_TASK TO CARRY OUT:_
Copy out every line of the material below word for word, leaving out the pictures.

_DATA LINES:_
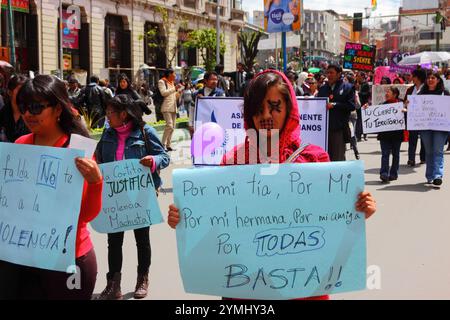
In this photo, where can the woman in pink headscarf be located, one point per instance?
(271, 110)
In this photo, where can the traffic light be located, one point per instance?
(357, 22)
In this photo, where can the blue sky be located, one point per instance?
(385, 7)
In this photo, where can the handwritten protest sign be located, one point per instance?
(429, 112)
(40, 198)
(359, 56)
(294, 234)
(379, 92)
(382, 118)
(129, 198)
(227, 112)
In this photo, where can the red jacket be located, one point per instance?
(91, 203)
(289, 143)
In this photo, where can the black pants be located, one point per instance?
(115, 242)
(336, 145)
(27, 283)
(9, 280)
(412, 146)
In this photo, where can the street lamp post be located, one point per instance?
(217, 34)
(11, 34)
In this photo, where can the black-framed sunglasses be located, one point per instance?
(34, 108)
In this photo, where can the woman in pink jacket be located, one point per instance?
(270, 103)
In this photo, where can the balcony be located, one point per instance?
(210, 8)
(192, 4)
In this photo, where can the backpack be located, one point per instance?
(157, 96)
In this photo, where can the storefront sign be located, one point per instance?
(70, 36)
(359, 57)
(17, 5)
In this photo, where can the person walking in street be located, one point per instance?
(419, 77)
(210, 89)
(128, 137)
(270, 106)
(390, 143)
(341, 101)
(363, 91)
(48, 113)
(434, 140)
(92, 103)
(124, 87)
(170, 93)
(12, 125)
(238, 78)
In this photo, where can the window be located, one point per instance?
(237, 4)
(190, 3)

_OUTPUT FOR THIS TASK:_
In this photo, where can the woman in pink headscarf be located, one point per instance?
(271, 110)
In this photo, where can the traffic light be located, one point per instance?
(357, 22)
In this photo, where can the blue sky be located, one point per instance?
(385, 7)
In this photo, where can the handwritten protest sign be located, one point per instance?
(429, 112)
(40, 198)
(359, 56)
(294, 234)
(379, 92)
(382, 118)
(129, 198)
(227, 112)
In this photo, where can the red jacket be located, one point per instance?
(91, 203)
(289, 143)
In this photo, where can the black pants be located, one point per instance?
(115, 242)
(336, 145)
(27, 283)
(9, 280)
(412, 146)
In this photo, where can the street lamp post be located, one point per instance?
(217, 34)
(11, 34)
In this photo, where can the black-framed sunglasses be located, one point per instance?
(34, 108)
In this photo, where can the woman in pink jacket be located, one point per instance?
(270, 103)
In this photo, where can the balcony be located, one point per instance?
(210, 8)
(192, 4)
In this photo, where can the backpack be located, one point per instance?
(157, 96)
In this photo, where can the storefront sign be located, one point per instance?
(70, 36)
(359, 57)
(17, 5)
In this photo, where can the person walking in street be located, one point per instance?
(419, 77)
(210, 89)
(128, 137)
(270, 106)
(390, 143)
(341, 101)
(363, 91)
(48, 113)
(434, 140)
(92, 103)
(124, 87)
(170, 93)
(12, 125)
(238, 78)
In this photo, where can the window be located, one point per instance?
(237, 4)
(190, 3)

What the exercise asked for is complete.